_Texte fourni_
==*==
Rangement
par Ploum le 2007-07-01
C’est décidé, aujourd’hui, je range ! Non, sans déconner, aujourd’hui, je range vraiment. Pas le petit rangement de tapette, le rangement qui sera définitif, je vais vraiment trouver une place à chaque chose et je vivrai dans un appartement ordonné.
Enfin, c’est généralement comme ça que commence une frénésie de rangement. Tout motivé, le sourire aux lèvres, on vide toutes les étagères et on fait une énorme pile de « choses » au milieu de la pièce. Du balai ! De l’air ! De l’espace !
Après un quart d’heure de ce régime, je contemple satisfait les étagères, les meubles, les tables, les bureaux, vierges de tout papier, de toute affaire. Un immense sentiment de fierté m’envahit. La première partie du rangement est faite. Je soufflerais bien avant la prochaine demi-dalle (J’ai la demi-dalle en pente, vous pouvez pas comprendre).
Et puis j’aperçois alors le tas, le monticule, l’Everest qui se dresse au milieu de la pièce jusqu’à la hauteur de ma taille. Soupir. Bon, il ne me reste plus qu’à trier ça. La demi-dalle suivante quoi…
À chaque rangement c’est pareil : je décide de réserver une étagère, une place particulière pour un usage précis avant de me rendre compte que la toute grande majorité de mon tas ne rentre dans aucune de ces catégories. Si seulement je pouvais me contenter d’assigner des tags. Bienvenue dans ma chambre 2.0.
==*==
_Tâche écrite 1_
Recopiez le texte sur le rangement depuis « Enfin, c’est généralement » jusqu'à « pouvez pas comprendre). », sans rien omettre entre les deux.
_Tâche écrite 2_
Poursuivez le récit sur le rangement en reprenant juste après sa dernière phrase.

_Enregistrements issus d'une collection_
==*==
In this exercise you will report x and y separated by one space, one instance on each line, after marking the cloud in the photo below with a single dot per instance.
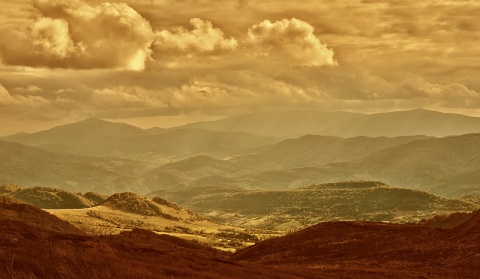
74 34
5 97
51 37
204 38
449 95
31 89
122 97
293 39
8 100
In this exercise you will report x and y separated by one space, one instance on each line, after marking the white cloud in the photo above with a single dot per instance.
293 39
204 38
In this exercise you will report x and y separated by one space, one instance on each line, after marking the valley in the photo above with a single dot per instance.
222 198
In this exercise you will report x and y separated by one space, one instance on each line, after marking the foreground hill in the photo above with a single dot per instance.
380 249
291 124
326 250
12 209
125 211
299 208
91 136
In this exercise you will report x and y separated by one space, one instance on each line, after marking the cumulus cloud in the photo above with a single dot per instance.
9 100
74 34
293 39
124 97
5 97
31 89
52 37
204 38
447 95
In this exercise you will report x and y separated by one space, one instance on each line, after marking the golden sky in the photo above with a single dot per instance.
164 62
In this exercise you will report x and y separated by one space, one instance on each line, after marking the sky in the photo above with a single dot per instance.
165 63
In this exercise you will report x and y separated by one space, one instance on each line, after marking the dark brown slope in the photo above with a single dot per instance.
384 249
30 252
12 209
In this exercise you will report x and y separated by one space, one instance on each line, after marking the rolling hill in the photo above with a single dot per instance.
315 151
299 208
12 209
292 124
91 136
371 250
447 166
35 244
31 166
98 137
51 198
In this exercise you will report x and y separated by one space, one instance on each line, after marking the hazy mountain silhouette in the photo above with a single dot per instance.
292 124
448 166
91 136
303 207
98 137
10 209
384 250
30 166
314 151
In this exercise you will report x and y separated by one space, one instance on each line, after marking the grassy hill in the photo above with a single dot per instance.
98 137
51 198
299 208
13 209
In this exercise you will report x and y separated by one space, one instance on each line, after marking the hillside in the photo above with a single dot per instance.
379 249
51 198
292 124
36 244
299 208
12 209
91 136
447 166
94 136
31 252
125 211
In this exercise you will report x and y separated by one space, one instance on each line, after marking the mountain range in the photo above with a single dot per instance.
34 244
302 207
408 149
292 124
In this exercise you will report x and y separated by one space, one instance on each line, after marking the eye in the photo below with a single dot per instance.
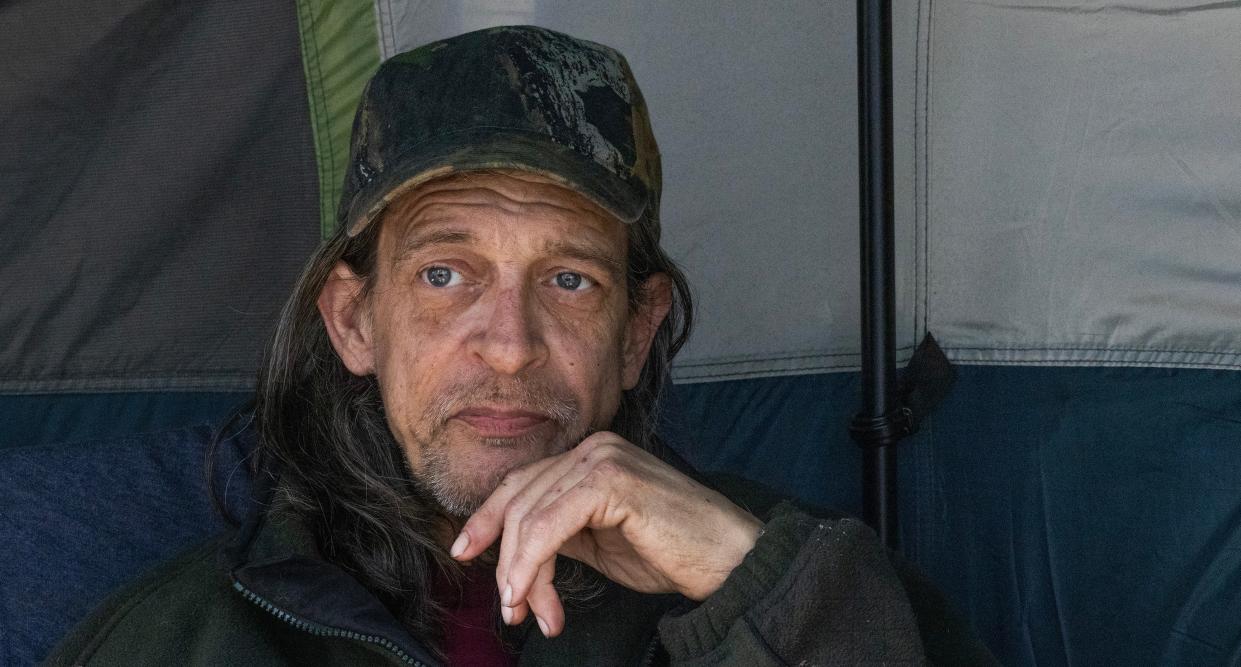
441 276
573 282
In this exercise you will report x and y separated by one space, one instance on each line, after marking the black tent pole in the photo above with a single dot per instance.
876 426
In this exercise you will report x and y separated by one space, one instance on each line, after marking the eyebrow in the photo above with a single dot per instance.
586 254
415 242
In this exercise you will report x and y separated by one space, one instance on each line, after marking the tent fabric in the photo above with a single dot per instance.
339 54
156 189
80 521
49 419
1079 200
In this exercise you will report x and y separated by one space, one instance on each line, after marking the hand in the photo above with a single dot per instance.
614 507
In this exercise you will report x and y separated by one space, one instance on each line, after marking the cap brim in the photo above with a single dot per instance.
520 150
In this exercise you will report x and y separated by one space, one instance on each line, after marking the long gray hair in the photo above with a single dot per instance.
328 455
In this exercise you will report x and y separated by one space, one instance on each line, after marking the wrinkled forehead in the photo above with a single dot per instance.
511 193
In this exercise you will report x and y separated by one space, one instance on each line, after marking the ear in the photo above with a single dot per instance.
643 324
345 317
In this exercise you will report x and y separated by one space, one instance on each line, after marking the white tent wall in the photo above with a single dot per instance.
1081 201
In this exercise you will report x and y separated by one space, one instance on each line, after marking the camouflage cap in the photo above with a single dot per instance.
515 97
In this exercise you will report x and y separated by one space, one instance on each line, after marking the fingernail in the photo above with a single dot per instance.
458 547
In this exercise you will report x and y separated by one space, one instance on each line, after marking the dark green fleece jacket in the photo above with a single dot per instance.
812 591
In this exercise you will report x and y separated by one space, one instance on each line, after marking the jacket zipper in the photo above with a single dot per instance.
323 630
649 658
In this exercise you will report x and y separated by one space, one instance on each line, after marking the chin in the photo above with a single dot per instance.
462 478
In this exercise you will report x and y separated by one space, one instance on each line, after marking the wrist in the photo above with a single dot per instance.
737 538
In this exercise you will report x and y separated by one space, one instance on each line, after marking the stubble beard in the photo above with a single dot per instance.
448 480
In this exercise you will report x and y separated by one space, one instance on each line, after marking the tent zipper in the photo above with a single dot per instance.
323 630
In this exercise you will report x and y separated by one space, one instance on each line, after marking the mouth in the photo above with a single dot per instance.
501 421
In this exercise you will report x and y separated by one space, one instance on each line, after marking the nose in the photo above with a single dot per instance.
511 338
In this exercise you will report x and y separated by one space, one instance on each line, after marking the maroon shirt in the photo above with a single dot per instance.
470 630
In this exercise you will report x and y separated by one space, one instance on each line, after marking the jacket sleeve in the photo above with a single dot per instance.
812 591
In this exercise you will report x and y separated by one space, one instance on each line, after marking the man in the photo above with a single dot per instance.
458 406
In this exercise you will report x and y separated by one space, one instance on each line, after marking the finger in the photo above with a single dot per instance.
551 482
542 533
485 524
570 470
545 603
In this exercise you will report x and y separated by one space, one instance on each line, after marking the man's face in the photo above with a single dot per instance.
498 328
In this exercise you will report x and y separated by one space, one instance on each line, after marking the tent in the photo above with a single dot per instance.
1067 227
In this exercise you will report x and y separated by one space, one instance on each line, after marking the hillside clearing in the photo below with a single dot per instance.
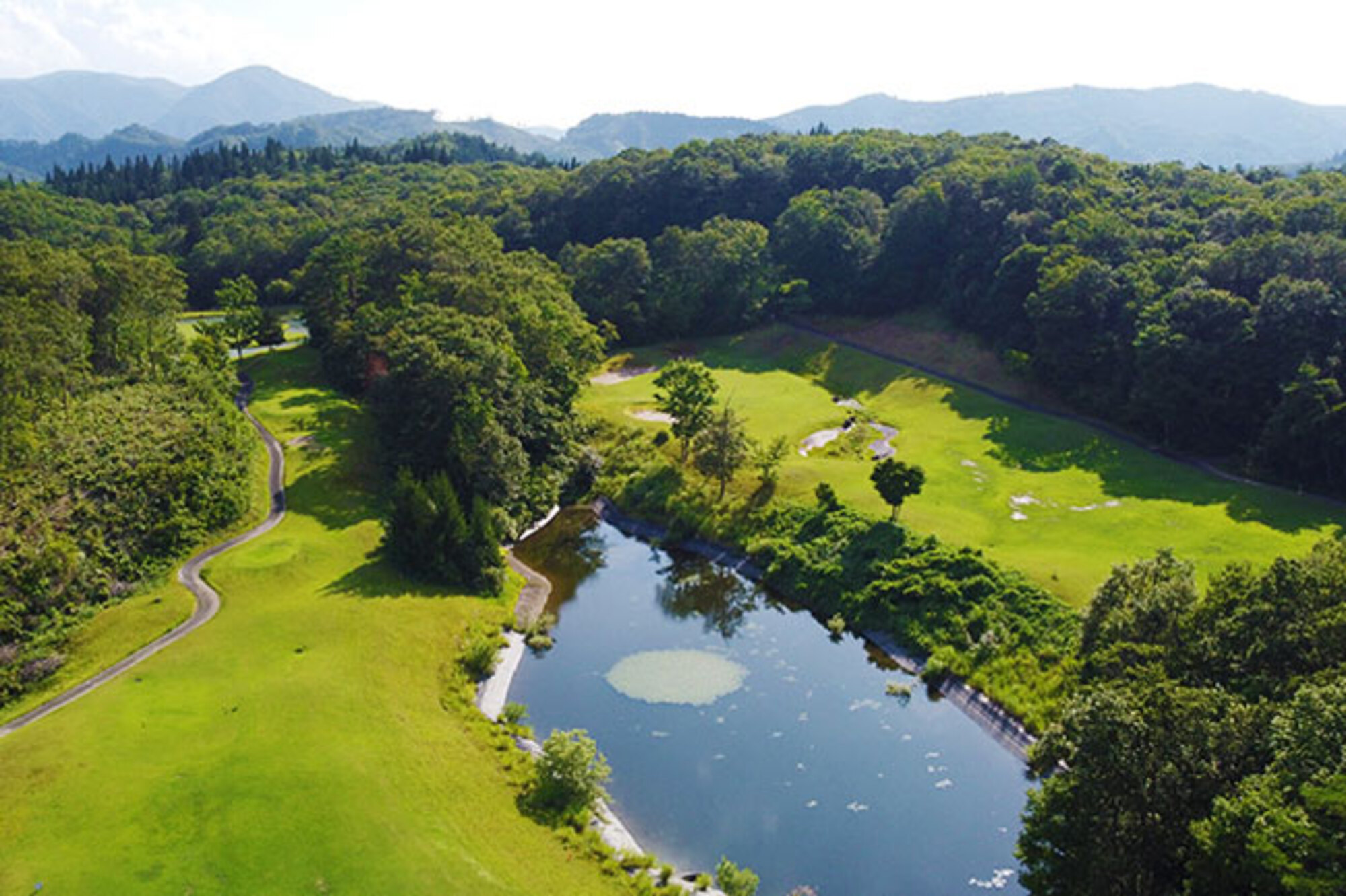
1057 500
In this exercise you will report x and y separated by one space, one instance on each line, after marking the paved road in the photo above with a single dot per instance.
208 602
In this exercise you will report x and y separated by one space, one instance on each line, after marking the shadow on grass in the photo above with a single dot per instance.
378 578
1029 439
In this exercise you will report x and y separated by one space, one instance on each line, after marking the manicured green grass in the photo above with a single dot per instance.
310 739
290 315
133 624
982 457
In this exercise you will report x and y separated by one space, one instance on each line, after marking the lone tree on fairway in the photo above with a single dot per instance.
238 299
768 459
687 394
570 774
896 482
722 449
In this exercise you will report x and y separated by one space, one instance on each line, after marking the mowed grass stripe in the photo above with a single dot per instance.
986 462
301 742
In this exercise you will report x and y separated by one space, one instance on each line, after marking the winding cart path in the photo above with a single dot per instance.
208 602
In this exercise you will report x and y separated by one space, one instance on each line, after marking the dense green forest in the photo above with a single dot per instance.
119 449
1201 309
1196 738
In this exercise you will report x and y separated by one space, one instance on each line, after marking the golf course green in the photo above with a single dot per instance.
1057 500
313 738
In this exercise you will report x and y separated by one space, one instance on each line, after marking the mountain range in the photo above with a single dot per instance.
72 118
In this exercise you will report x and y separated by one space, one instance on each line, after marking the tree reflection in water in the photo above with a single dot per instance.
697 587
570 550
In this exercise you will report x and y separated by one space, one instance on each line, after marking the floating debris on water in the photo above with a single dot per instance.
999 879
695 677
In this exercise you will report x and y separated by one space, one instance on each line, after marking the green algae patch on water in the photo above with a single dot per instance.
691 677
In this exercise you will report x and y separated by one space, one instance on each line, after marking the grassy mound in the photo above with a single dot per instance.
1056 500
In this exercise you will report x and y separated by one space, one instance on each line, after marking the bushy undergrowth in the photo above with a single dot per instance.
119 484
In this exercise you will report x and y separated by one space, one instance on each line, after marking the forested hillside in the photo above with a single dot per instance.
1201 309
119 450
1201 733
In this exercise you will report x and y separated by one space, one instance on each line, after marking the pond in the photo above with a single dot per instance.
737 726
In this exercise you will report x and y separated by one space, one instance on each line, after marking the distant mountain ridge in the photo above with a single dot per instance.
42 120
1191 123
1195 124
96 104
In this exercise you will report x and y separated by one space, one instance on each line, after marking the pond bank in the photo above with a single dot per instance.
998 722
493 694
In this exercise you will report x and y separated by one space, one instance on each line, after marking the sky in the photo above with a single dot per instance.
528 63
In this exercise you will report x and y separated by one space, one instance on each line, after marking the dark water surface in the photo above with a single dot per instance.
==*==
_Réponse finale 1_
Enfin, c’est généralement comme ça que commence une frénésie de rangement. Tout motivé, le sourire aux lèvres, on vide toutes les étagères et on fait une énorme pile de « choses » au milieu de la pièce. Du balai ! De l’air ! De l’espace !
Après un quart d’heure de ce régime, je contemple satisfait les étagères, les meubles, les tables, les bureaux, vierges de tout papier, de toute affaire. Un immense sentiment de fierté m’envahit. La première partie du rangement est faite. Je soufflerais bien avant la prochaine demi-dalle (J’ai la demi-dalle en pente, vous pouvez pas comprendre).

_Réponse finale 2_
Retour à la réalité. Avec un courage sans limite, je me résigne à jeter à la poubelle deux feuilles de papier qui dépassent du tas. Oui, vous entendez bien : 2 pages ! Tout de suite, je gagne de la place, je me sens plus à l’aise. C’est très difficile de se séparer comme ça d’une page d’un syllabus de thermodynamique ainsi que d’une page quadrillée contenant 2 numéros de téléphone (sans les noms). J’hésite à les classer. C’est vrai, ça pourrait toujours servir après tout.
Vient ensuite le rangement de ma collection complète de Trululu magazine. Cette collection est toujours rangée, après tout je ne les lis jamais. Par acquis de conscience je décide quand même de les reclasser et je feuillette pour vérifier les numéros et tout mettre dans le bon ordre. Rectification : je ne le lis que les jours de rangement.
Deux heures plus tard, je finis enfin la série des 8 albums publiés sur 47 numéros du magazine. Manque de bol il me manque le numéro 17 mais de toutes façons je me souvenais par coeur de l’histoire. Je jette un oeil prudent : le tas ne s’est malheureusement pas résorbé durant ma « pause » lecture. L’ombre due au soleil couchant me donne même l’impression qu’il a grandit. N’a-t-il pas bougé ? Il prend vie ?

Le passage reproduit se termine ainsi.